▸ **Information shown**
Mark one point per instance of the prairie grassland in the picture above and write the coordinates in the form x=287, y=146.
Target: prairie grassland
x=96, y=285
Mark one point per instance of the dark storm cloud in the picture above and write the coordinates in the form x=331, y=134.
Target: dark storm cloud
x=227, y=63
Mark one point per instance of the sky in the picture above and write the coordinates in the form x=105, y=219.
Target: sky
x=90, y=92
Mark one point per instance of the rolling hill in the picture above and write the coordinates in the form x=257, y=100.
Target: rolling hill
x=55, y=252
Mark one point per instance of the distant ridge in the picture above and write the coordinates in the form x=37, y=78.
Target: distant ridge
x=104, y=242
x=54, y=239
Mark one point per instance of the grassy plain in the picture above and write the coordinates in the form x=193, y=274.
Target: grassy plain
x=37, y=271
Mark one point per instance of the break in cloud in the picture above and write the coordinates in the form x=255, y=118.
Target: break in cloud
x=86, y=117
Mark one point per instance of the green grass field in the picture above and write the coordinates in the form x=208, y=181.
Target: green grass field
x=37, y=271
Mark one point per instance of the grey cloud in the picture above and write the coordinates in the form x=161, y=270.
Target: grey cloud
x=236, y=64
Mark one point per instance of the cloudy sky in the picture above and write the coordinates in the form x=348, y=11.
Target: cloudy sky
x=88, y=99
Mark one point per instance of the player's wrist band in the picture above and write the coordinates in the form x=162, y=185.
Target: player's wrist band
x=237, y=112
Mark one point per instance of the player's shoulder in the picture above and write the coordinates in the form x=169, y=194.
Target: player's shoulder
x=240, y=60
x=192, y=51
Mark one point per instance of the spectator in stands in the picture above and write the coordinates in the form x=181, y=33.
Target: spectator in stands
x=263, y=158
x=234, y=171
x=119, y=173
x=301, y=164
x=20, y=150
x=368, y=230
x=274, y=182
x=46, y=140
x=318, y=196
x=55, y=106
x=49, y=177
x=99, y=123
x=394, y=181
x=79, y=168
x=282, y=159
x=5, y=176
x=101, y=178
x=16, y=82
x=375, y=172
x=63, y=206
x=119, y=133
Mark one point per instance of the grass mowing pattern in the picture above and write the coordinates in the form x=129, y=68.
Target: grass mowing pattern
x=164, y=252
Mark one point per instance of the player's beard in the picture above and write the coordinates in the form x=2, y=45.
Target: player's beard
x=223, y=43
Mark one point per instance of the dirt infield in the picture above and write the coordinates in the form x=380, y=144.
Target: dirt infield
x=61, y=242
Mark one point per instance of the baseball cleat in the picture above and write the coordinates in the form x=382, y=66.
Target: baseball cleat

▸ **Exercise directions**
Please print every line above word for word, with no changes.

▸ **Written response**
Mark one point per instance of the prairie grassland in the picture above and write the coordinates in the form x=287, y=146.
Target: prairie grassland
x=96, y=285
Mark one point per instance of the dark storm cloud in the picture above and write the coordinates in the form x=331, y=134.
Target: dark storm cloud
x=227, y=63
Mark one point per instance of the sky in the picture above and write the coordinates in the form x=105, y=219.
Target: sky
x=90, y=92
Mark one point per instance of the rolling hill in the picture above and write the coordinates in the form x=257, y=100.
Target: rolling hill
x=55, y=252
Mark one point per instance of the distant ridge in the picture above and write the coordinates in the form x=37, y=78.
Target: distant ridge
x=104, y=242
x=54, y=239
Mark one point per instance of the grassy plain in the picture above and write the coordinates in the form x=193, y=274.
Target: grassy plain
x=37, y=271
Mark one point per instance of the break in cloud in the picture above and write the coordinates in the form x=255, y=118.
Target: break in cloud
x=86, y=117
Mark one point per instance of the green grass field in the picture above and write the coordinates in the form x=208, y=181.
Target: green grass field
x=37, y=271
Mark one point per instance of the grey cloud in the picture above and write the coordinates in the form x=161, y=270.
Target: grey cloud
x=236, y=64
Mark one point per instance of the cloudy sky in the picture above and write the coordinates in the form x=348, y=11.
Target: cloudy sky
x=88, y=99
Mark one point per instance of the player's wrist band in the picture above and write the coordinates in the form x=162, y=185.
Target: player's wrist band
x=237, y=112
Mark one point per instance of the player's shoulder in the picture above and write the coordinates in the form x=169, y=194.
Target: player's shoulder
x=240, y=60
x=192, y=51
Mark one point per instance of the spectator in stands in the picture above and write the coordinates in the form x=181, y=33.
Target: spectator in stands
x=263, y=158
x=234, y=171
x=119, y=173
x=301, y=164
x=20, y=150
x=368, y=230
x=274, y=182
x=46, y=140
x=318, y=196
x=55, y=106
x=49, y=177
x=99, y=123
x=394, y=181
x=79, y=168
x=282, y=159
x=5, y=176
x=101, y=178
x=16, y=82
x=375, y=172
x=63, y=206
x=119, y=133
Mark one point per instance of the grass mowing pattern in the picture above and write the coordinates in the form x=129, y=68.
Target: grass mowing pattern
x=164, y=252
Mark one point per instance of the player's beard in the picture above and write the coordinates in the form x=2, y=45.
Target: player's beard
x=223, y=43
Mark one point per instance of the dirt infield in the picture above and write the coordinates in the form x=380, y=144.
Target: dirt infield
x=61, y=242
Mark one point per instance of the baseball cleat in the picture above and write the coordinates in the form x=382, y=66.
Target: baseball cleat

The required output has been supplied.